● THE PROBLEM:
Please retype the line that contains "Target: orange fruit" and all lines that follow it to the end of the entries below, exactly as they stand, with nothing added.

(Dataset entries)
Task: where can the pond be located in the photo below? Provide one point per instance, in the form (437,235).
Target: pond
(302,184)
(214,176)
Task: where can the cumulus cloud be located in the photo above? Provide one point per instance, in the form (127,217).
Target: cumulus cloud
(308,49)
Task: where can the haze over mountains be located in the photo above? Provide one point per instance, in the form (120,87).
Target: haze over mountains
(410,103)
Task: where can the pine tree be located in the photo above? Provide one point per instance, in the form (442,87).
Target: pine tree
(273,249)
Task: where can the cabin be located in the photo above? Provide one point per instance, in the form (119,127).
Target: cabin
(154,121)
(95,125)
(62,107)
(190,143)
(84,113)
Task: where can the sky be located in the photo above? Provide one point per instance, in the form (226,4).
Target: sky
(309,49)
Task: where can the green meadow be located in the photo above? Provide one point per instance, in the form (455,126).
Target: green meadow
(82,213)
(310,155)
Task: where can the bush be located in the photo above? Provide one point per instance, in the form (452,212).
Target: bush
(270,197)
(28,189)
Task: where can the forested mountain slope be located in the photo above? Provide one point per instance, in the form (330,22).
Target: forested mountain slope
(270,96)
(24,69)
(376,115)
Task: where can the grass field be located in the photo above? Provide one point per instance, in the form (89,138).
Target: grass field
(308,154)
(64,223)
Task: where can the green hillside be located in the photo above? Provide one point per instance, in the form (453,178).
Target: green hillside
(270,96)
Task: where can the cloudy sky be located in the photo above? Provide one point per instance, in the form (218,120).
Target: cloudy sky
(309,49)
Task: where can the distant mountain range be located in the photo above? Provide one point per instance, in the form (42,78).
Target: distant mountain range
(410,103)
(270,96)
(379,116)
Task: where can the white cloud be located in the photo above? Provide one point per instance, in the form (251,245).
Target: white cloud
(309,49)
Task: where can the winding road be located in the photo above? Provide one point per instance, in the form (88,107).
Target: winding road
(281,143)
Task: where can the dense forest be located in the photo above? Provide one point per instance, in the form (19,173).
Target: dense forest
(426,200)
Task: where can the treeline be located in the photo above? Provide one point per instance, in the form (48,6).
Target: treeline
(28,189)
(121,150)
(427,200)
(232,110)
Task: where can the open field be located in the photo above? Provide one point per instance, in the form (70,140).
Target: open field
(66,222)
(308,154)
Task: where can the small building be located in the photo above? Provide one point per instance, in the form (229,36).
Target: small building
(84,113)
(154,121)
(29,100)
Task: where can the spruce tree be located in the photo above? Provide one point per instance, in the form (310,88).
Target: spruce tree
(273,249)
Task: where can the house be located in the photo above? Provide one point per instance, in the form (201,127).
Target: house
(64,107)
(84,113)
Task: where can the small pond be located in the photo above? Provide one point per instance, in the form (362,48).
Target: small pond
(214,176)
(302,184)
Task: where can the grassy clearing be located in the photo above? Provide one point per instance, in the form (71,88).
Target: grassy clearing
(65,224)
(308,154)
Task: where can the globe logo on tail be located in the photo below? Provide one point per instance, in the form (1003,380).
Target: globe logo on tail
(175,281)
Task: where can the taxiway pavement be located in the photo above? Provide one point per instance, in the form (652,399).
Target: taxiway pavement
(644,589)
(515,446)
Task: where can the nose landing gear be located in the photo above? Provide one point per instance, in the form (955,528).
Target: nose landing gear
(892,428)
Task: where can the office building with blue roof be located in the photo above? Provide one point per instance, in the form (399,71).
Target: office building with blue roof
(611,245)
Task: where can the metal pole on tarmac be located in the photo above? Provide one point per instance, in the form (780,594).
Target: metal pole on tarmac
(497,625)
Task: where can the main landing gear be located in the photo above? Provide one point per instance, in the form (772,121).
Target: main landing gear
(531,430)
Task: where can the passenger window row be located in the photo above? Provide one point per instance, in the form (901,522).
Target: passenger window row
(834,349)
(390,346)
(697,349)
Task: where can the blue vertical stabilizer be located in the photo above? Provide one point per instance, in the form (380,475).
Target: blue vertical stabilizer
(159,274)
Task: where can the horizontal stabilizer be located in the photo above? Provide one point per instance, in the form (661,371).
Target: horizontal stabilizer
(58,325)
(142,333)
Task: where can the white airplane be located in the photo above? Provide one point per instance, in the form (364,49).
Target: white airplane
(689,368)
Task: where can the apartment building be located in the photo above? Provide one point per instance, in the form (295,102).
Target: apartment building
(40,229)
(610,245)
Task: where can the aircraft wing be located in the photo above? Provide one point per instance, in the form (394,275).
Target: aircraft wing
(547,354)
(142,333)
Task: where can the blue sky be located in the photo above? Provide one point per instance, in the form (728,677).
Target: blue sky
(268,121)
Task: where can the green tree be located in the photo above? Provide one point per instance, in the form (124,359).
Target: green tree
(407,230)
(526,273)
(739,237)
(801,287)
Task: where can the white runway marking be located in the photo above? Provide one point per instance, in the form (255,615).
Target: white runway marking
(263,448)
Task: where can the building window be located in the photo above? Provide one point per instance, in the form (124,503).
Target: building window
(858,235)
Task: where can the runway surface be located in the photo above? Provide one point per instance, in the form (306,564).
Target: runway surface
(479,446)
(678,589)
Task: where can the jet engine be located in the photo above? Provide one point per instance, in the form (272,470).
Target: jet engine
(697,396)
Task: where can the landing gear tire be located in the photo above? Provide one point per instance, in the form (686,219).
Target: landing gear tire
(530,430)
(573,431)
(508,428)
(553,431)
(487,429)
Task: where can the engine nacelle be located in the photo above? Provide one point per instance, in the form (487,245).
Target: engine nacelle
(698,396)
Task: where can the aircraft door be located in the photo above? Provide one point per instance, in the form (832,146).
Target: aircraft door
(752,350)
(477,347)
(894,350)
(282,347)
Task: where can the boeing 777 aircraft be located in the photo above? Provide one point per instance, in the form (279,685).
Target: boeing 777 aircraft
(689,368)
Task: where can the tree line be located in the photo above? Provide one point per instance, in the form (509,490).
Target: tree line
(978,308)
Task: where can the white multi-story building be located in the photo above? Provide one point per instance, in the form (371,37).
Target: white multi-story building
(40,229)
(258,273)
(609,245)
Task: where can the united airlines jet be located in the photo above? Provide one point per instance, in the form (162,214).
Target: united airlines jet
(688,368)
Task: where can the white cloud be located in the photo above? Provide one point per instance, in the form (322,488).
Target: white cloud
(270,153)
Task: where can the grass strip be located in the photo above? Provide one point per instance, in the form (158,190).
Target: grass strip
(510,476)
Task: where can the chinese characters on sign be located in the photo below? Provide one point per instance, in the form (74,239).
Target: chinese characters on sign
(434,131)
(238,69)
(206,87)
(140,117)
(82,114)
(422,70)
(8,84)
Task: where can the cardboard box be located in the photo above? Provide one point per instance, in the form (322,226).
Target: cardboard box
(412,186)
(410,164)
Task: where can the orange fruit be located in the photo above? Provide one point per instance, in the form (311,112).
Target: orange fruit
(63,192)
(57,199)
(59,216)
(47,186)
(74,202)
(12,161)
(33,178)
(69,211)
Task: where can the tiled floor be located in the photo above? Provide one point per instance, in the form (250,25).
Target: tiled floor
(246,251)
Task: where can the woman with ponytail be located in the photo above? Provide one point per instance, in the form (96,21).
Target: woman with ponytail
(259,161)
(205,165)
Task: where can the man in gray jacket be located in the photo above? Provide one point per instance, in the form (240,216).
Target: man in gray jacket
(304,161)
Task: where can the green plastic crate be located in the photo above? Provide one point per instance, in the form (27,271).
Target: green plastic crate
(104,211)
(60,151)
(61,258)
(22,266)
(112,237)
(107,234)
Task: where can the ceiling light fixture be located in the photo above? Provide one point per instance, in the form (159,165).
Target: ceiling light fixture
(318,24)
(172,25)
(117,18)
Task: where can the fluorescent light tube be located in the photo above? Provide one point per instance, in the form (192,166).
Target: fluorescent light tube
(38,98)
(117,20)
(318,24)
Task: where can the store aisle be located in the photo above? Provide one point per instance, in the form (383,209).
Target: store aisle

● RESULT:
Target: orange fruit
(63,192)
(57,199)
(59,216)
(47,186)
(74,202)
(12,161)
(33,178)
(69,211)
Task: where can the tiled floor be located in the photo above? Provide one point per instance, in the form (250,25).
Target: tiled floor
(246,251)
Task: where can the woman with ponytail be located in the photo above? Provide one point per instance, in the form (96,21).
Target: woman with ponytail
(259,161)
(205,165)
Task: where can the man in gray jacket be located in the photo above? Provide one point per instance, in the form (240,216).
Target: man in gray jacket
(304,161)
Task: where can the green plastic crate be located in the photo above? Provide one point per instance, in the form (27,271).
Target: green plastic crate
(104,211)
(60,151)
(61,258)
(22,266)
(112,237)
(107,234)
Task: where can the ceiling light fixture be located in the photo above? Provide one point per instance, in the form (159,165).
Target: ceiling light fixture
(318,24)
(172,25)
(117,18)
Task: where can the fluorescent light tube be located in the photo above? Provide one point per instance, in the form (192,166).
Target: fluorescent light tube
(38,98)
(117,20)
(318,24)
Task: where can the store aisle be located in the photo above? Provide one point per instance, in the form (383,209).
Target: store aisle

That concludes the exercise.